● The request
Copy out every one of the items below word for word, line by line.

(Dataset items)
- - -

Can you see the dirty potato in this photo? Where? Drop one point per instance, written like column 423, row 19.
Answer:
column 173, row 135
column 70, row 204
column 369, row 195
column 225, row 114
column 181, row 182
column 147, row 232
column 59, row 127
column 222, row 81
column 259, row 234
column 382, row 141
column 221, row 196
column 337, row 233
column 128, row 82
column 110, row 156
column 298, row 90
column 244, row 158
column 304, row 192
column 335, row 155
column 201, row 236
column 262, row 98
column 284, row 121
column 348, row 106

- - -

● Solution for this exercise
Can you see the dirty potato in this photo? Where? Drop one point per instance, written like column 423, row 19.
Answer:
column 173, row 135
column 70, row 204
column 369, row 195
column 225, row 114
column 181, row 182
column 147, row 232
column 59, row 127
column 222, row 81
column 259, row 234
column 382, row 141
column 221, row 196
column 337, row 233
column 128, row 82
column 110, row 156
column 298, row 90
column 244, row 158
column 304, row 192
column 335, row 155
column 201, row 236
column 262, row 98
column 284, row 121
column 348, row 106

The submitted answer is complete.